Document segment:
· · · · ·

While Mean Time does not emphasize a single, recurring theme to the extent that The World’s Wife does with gender and femininity, Duffy still draws attention to several motifs, including childhood, memory, and nostalgia. Thus, it is only appropriate to examine the poem “Nostalgia,” as it exemplifies Duffy’s fixation with fleeting moments in the past as they come to the surface in the present. The poem’s actual content is ambiguous – references to “early mercenaries” returning home with “a sack on [the] back” suggest a wartime theme of a soldier’s homecoming. Still, the lines about schoolteachers and old books and priests suggest a broader topic of the past, perhaps in an attempt to define and expand upon the title of “Nostalgia.”
And yet, as I read Duffy’s original MARBL manuscripts of the poem, I began to feel nostalgic myself. There is something about the effect of reading through Duffy’s old notes and annotations that gives the poem an entirely new meaning through the perspective of a writer. Throughout the five versions of the poem that existed in the MARBL collections, with the final being identical to the published version, Duffy’s progression was mostly consistent. She would write out the version of the poem she had in mind, make edits ranging from substituting “red” with “yellow” to eliminating an entire stanza, then produce the new version for further revisions.
I had quite the moment of displacement in the MARBL reading room. For just a second, I saw myself as Duffy the poet, writing verses in some old notebook, crossing out words and inserting others, and trying to come up with a final, presentable product after producing draft after draft. I can remember my own editing sessions for various work, sitting for hours upon end crossing out specific lines here and there, trying to make an acceptable final product. I doubt this impact of nostalgia was intentional, as it is unknown how deeply Duffy would have wanted her readers to look into old manuscripts. Then again, Duffy has a way about her writing that truly brings out the past into the present. I can safely say that reading the manuscripts of “Nostalgia” made me feel…well, nostalgic, more so than the actual content of the poem.
Unless you’re a diehard fan of Elvis Presley (like my aunt, who must have over a thousand pieces of Elvis memorabilia in her house), many people are unaware that the legendary King of Rock and Roll had a twin sibling. Jesse Garon Presley was delivered thirty-five minutes after his brother, stillborn, leaving Elvis an only child. While this undoubtedly had an enormous impact on Elvis’s personal life and subsequent career, the idea of a Presley twin inspired Carol Ann Duffy to write… “Elvis’s Twin.” But of course, in Duffian fashion as is topical for The World’s Wife, the subject and speaker of the poem is the fictional twin sister of Elvis.
In the first MARBL manuscript copy of “Elvis Twin” (originally titled as such, later re-titled “Elvis’s Twin Sister”), Duffy’s first written instruction to herself is simple and self-explanatory: “get lyrics.” And that she does, as all versions of the poem contain many direct quotations from some of Elvis’s most popular hits. Thus, it is impossible to analyze Duffy’s words without taking into account Elvis’s as well. In such a collection of poems that ranges from the fictional to the non-fictional, the use of song lyrics combined with the irony of Elvis having a twin sister categorizes the poem as somewhere in between. Suffice it to say, the lyrical references in “Elvis’s Twin Sister,” truly do make up the meat and potatoes of the poem. While earlier versions of the poem originally meant to include allusions to “Hound Dog” and a few other songs, Duffy still puts great emphasis on the words from “Are you Lonesome Tonight?”, “Heartbreak Hotel,” and “Lawdy,” of which the latter two comprise the poem’s concluding, resounding verse.

· · · · ·

Data for this task:
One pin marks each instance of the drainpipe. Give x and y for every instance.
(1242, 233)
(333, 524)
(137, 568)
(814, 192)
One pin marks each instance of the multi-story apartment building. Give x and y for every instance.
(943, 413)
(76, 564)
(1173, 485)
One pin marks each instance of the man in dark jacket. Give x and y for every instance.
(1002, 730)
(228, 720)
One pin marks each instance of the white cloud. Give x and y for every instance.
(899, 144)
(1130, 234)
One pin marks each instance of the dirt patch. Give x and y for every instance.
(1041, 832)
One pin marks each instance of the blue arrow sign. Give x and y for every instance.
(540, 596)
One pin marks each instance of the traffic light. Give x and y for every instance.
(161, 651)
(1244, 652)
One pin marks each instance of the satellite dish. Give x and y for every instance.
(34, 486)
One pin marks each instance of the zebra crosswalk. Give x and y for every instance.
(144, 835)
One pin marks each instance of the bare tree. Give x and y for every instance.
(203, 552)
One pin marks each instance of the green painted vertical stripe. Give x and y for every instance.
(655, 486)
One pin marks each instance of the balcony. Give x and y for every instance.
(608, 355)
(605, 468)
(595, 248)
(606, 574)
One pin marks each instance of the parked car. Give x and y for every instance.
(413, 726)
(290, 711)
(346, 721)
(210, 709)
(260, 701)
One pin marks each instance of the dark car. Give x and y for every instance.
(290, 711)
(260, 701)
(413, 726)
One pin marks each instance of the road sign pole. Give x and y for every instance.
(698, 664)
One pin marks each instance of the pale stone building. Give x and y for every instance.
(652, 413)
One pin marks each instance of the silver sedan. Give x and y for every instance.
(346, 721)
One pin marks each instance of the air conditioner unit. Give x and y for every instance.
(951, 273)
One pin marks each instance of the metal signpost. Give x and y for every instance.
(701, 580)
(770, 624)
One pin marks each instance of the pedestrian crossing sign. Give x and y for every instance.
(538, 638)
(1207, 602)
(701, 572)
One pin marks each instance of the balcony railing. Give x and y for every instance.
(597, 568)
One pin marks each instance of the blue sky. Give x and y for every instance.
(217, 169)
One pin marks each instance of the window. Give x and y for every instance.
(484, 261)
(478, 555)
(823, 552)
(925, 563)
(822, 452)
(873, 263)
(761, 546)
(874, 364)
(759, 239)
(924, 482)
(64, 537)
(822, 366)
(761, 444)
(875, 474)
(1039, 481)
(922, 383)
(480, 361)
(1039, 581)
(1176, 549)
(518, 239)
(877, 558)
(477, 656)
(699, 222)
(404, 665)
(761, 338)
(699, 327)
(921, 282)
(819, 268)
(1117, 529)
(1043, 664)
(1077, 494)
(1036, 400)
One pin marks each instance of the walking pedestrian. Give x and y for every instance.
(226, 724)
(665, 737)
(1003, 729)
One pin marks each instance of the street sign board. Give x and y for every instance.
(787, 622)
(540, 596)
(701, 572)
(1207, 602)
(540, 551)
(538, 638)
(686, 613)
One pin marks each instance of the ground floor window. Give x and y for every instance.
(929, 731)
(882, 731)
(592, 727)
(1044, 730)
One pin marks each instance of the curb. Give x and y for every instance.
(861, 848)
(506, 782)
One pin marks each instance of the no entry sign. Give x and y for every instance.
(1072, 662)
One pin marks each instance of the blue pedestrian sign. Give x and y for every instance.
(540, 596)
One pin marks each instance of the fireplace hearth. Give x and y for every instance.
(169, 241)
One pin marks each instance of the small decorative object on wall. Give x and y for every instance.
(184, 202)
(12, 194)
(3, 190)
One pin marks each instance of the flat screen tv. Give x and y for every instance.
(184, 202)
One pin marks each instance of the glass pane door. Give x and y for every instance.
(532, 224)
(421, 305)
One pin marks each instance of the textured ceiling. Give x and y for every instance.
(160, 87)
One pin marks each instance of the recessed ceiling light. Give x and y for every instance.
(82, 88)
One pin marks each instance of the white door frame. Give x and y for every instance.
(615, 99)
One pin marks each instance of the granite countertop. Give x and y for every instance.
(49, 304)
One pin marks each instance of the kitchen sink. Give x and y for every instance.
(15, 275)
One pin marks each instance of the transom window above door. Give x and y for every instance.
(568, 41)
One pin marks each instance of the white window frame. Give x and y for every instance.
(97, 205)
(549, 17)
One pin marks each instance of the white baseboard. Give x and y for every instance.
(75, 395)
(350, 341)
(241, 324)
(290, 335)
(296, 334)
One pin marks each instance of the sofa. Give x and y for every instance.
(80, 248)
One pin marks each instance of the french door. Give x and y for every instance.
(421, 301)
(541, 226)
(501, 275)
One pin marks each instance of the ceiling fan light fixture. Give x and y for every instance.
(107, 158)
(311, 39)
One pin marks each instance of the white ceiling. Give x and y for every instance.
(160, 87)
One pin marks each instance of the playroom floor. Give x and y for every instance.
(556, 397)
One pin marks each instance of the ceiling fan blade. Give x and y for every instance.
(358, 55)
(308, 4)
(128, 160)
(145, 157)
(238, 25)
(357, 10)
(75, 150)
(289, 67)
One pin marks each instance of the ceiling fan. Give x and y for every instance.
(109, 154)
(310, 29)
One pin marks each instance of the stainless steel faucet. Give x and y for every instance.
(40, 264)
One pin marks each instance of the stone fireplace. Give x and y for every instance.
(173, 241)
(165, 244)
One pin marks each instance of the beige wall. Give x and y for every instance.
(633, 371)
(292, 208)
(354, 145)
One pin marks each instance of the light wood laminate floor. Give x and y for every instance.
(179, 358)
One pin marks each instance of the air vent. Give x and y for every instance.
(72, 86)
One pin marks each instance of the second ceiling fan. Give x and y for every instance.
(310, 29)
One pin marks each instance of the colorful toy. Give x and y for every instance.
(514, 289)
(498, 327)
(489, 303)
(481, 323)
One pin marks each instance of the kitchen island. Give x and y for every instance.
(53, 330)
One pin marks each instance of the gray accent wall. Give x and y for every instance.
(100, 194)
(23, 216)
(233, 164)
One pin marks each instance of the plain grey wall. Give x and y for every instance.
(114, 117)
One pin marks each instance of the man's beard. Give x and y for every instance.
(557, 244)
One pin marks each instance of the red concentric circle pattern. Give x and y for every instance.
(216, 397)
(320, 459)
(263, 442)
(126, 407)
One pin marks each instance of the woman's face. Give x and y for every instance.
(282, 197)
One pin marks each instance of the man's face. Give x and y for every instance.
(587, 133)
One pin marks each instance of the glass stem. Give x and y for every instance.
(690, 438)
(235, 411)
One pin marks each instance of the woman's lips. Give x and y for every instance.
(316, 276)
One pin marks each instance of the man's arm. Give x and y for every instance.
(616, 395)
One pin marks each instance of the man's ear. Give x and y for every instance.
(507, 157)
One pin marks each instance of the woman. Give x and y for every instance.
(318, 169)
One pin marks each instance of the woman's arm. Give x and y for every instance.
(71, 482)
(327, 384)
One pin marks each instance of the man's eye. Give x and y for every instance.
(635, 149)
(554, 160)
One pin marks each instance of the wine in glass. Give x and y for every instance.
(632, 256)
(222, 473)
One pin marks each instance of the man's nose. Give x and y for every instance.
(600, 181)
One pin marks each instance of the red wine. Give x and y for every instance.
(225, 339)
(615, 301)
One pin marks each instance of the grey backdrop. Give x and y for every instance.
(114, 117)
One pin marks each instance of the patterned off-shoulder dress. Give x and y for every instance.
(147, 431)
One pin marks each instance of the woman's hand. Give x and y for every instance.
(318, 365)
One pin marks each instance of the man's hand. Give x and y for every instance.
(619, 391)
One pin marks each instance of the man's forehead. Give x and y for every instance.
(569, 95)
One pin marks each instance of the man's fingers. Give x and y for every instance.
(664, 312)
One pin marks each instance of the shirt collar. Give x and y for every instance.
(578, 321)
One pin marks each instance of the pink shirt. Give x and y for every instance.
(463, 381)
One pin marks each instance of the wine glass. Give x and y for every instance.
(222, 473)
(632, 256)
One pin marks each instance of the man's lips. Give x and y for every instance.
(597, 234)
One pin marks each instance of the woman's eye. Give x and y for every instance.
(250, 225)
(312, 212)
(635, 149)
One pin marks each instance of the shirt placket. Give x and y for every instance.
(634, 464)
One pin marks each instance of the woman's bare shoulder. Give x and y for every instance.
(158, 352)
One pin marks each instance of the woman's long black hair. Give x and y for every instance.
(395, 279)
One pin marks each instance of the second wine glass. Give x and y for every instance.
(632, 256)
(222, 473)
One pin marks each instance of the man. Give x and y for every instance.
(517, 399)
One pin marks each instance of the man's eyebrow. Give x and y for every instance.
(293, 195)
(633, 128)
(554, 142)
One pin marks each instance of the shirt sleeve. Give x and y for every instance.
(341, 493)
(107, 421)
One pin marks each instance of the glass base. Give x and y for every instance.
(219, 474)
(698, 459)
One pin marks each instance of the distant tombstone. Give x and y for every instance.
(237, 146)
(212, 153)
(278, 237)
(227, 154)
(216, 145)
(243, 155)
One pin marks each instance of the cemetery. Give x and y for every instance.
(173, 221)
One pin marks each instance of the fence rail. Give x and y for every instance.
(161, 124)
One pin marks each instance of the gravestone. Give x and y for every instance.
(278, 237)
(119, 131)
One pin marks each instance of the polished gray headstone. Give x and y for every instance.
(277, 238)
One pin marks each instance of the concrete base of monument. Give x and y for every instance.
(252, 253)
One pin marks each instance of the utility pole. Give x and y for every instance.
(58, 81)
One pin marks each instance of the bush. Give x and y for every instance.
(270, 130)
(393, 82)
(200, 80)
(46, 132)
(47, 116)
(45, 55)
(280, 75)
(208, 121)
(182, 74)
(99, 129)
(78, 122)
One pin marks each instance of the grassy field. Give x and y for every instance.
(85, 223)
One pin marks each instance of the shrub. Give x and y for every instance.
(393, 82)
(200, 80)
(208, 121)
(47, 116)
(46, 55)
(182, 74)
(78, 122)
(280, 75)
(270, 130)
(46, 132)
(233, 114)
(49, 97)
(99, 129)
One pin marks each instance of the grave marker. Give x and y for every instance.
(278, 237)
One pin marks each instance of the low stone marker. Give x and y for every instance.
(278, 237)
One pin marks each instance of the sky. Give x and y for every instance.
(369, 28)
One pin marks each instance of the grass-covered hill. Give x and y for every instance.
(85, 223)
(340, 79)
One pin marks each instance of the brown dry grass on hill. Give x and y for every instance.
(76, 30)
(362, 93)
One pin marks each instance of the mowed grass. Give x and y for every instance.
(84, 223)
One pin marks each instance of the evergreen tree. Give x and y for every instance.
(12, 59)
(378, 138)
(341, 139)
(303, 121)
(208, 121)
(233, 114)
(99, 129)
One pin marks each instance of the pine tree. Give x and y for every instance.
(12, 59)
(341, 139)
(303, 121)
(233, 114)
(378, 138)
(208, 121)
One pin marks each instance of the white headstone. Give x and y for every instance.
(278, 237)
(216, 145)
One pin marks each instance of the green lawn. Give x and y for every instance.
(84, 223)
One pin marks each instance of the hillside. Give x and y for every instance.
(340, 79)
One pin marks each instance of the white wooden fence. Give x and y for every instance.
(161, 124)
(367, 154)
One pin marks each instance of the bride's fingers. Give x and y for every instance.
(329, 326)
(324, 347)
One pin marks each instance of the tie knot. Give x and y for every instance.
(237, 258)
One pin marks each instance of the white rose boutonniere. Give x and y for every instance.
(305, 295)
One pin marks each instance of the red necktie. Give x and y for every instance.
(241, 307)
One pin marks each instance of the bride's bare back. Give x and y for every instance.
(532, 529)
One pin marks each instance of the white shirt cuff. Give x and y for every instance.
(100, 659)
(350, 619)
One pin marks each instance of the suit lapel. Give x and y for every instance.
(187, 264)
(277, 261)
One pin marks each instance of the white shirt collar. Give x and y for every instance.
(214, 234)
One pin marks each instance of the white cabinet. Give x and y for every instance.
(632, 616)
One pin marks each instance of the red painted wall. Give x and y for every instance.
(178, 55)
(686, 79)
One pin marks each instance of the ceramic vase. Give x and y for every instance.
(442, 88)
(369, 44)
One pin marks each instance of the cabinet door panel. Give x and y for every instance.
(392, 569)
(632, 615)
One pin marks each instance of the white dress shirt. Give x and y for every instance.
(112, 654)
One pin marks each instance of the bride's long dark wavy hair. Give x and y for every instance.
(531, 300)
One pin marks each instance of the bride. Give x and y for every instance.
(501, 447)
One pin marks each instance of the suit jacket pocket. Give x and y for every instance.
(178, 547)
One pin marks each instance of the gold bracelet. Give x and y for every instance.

· · · · ·

Task list:
A: In the text about Carol Ann Duffy's manuscripts, what was Duffy's first written instruction to herself in the first manuscript copy of "Elvis Twin"?
B: Write out the records from their first line through the line containing "(1173, 485)", swapping "drainpipe" for "gutter" and leaving everything else as is. Give only those lines.

Answers below:
A: "Get lyrics."

B:
One pin marks each instance of the gutter. Give x and y for every instance.
(1242, 233)
(333, 524)
(137, 568)
(814, 192)
One pin marks each instance of the multi-story apartment building. Give x and y for every instance.
(943, 413)
(76, 564)
(1173, 485)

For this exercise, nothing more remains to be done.